▼

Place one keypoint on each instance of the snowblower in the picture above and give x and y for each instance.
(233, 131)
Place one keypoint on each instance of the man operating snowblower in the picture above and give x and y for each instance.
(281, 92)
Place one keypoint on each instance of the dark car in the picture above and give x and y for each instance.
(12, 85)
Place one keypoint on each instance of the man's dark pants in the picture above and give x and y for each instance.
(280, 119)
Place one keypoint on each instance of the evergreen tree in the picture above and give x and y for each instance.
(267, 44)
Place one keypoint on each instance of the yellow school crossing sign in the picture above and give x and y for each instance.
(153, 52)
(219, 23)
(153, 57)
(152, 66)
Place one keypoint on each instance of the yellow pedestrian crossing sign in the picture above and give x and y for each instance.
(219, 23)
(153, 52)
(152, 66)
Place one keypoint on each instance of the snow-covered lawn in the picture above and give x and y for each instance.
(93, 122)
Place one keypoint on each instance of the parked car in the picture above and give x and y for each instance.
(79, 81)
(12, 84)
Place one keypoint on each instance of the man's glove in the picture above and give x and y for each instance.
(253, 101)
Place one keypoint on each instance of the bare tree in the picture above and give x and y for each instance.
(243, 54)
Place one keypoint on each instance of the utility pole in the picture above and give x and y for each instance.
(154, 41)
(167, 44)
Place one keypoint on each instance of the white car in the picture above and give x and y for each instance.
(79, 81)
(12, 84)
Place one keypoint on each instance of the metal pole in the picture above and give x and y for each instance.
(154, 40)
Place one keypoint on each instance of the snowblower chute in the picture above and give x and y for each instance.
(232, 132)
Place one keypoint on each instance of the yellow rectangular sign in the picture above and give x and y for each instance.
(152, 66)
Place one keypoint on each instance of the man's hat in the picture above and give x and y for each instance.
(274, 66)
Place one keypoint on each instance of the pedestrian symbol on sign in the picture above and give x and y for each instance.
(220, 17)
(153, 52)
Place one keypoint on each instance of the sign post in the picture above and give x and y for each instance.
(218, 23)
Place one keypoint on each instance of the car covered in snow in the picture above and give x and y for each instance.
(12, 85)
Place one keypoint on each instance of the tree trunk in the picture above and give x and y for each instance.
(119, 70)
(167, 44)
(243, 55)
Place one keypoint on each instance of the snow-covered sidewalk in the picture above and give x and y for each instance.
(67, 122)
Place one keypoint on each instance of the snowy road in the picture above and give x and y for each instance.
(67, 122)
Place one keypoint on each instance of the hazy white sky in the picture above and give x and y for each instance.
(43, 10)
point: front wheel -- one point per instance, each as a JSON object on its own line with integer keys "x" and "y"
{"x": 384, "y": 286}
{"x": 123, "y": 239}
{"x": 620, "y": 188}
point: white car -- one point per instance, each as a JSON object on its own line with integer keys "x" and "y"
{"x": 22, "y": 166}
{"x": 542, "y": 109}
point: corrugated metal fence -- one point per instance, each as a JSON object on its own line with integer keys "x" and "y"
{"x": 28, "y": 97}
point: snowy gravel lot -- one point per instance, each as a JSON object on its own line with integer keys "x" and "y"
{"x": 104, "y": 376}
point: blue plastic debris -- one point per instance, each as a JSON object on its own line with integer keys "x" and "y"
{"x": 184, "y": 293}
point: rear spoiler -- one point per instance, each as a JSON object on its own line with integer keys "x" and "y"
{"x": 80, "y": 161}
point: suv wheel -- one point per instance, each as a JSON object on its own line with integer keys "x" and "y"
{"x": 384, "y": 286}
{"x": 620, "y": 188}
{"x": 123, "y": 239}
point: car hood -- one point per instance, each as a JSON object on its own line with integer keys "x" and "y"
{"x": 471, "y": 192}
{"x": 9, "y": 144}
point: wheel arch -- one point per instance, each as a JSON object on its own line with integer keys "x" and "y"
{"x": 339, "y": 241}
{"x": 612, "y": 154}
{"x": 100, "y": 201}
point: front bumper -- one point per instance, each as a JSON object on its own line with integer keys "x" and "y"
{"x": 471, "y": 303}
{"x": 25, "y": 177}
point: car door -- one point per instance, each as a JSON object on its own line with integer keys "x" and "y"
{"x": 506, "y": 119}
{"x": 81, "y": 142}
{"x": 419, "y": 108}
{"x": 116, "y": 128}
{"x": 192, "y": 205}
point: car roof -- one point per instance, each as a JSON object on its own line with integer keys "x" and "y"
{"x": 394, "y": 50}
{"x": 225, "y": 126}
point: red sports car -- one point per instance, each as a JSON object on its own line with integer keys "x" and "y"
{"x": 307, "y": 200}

▲

**WORK REQUEST:**
Copy out each line above, character for character.

**PROBLEM SOLUTION:**
Place one keypoint on each instance of the snowblower in the picture above and give x and y for each instance.
(233, 131)
Place one keypoint on each instance of the man operating snowblower in the picture above and give x and y for each instance.
(281, 92)
Place one keypoint on each instance of the dark car in the picture above and give x and y for each instance.
(12, 85)
Place one keypoint on each instance of the man's dark pants in the picture above and give x and y for each instance.
(280, 119)
Place one keypoint on each instance of the evergreen tree in the picture above and give x and y for each instance.
(267, 44)
Place one keypoint on each instance of the yellow school crossing sign in the picture above and give x and y for each instance.
(153, 52)
(219, 23)
(153, 57)
(152, 66)
Place one keypoint on each instance of the yellow pedestrian crossing sign in the picture above and give x and y for each instance.
(219, 23)
(153, 52)
(152, 66)
Place one keypoint on each instance of the snow-covered lawn in the picture above and give x and y for each instance.
(93, 122)
Place one keypoint on each instance of the parked car in the picture above and give x and y for each instance.
(79, 81)
(12, 84)
Place one keypoint on each instance of the man's glove in the picture above and give x and y for each instance.
(253, 101)
Place one keypoint on each instance of the bare tree in the picture above and give x and y for each instance.
(243, 54)
Place one keypoint on each instance of the utility pole in the picture above and give x and y for each instance.
(154, 41)
(167, 44)
Place one keypoint on each instance of the white car in the picture above and give x and y for each instance.
(79, 81)
(12, 84)
Place one keypoint on each instance of the metal pole in the picture above and give x and y for each instance.
(154, 40)
Place one keypoint on each instance of the snowblower chute in the picture above and give x and y for each instance.
(232, 132)
Place one keypoint on each instance of the yellow rectangular sign in the picture above and give x and y for each instance.
(152, 66)
Place one keypoint on each instance of the man's hat in the picture above and give x and y for each instance.
(274, 66)
Place one keypoint on each instance of the pedestrian symbol on sign in the picture above and give x and y for each instance.
(220, 17)
(153, 52)
Place one keypoint on each instance of the sign post in the picture above and give x and y for each instance.
(218, 23)
Place one keypoint on each instance of the car covered in snow in the picture above and give x and y for each instance.
(12, 85)
Place one keypoint on each instance of the tree trunk in the picture above and give x and y for each instance.
(119, 70)
(167, 44)
(243, 55)
Place one keypoint on each instance of the snow-covered sidewalk in the picture above and give x and y for each instance.
(67, 122)
Place one keypoint on each instance of the snowy road in the picture above and give x and y for each instance.
(67, 122)
Place one keypoint on each instance of the hazy white sky in the picture above and give x and y for each instance.
(43, 10)
point: front wheel -- one point per instance, each as a JSON object on its own line with integer keys "x" and "y"
{"x": 384, "y": 286}
{"x": 123, "y": 239}
{"x": 620, "y": 188}
point: white car -- one point per instance, each as a JSON object on its own line with integer keys "x" and "y"
{"x": 22, "y": 166}
{"x": 542, "y": 109}
point: corrugated metal fence -- one point per instance, each as a JSON object on its own line with integer keys "x" and "y"
{"x": 28, "y": 97}
point: snowy gravel lot -- one point per instance, each as a JSON object on its own line with integer keys "x" and "y"
{"x": 104, "y": 376}
point: blue plastic debris -- one point per instance, each as a JSON object on its own line with integer keys "x" and "y"
{"x": 184, "y": 293}
point: rear spoiler -- one point per instance, each as a JSON object on its own line with integer keys "x" and "y"
{"x": 80, "y": 161}
point: suv wheel -- one point per instance, each as a JSON object on its own line with integer keys "x" and "y"
{"x": 384, "y": 286}
{"x": 620, "y": 188}
{"x": 123, "y": 239}
point: car hood -- one point per instance, each as a JSON object on its own line with integer keys "x" and "y"
{"x": 471, "y": 192}
{"x": 9, "y": 144}
point: wheel arch -- one point per instance, each as a JSON object on its own line with integer keys "x" and "y"
{"x": 339, "y": 241}
{"x": 612, "y": 154}
{"x": 100, "y": 201}
point: front bumper -- one point per instance, each as a JSON object on its own line with integer keys "x" and "y"
{"x": 471, "y": 303}
{"x": 25, "y": 177}
point: car door -- one point per instance, each as a JSON object on its own line with integer keys "x" and "y"
{"x": 506, "y": 119}
{"x": 81, "y": 142}
{"x": 419, "y": 108}
{"x": 116, "y": 128}
{"x": 192, "y": 205}
point: car roof -- one point per instance, each as a JSON object on its own line with integer keys "x" and "y"
{"x": 394, "y": 50}
{"x": 225, "y": 126}
point: red sports car -- one point per instance, each as a JSON object on its own line with integer keys "x" and "y"
{"x": 307, "y": 200}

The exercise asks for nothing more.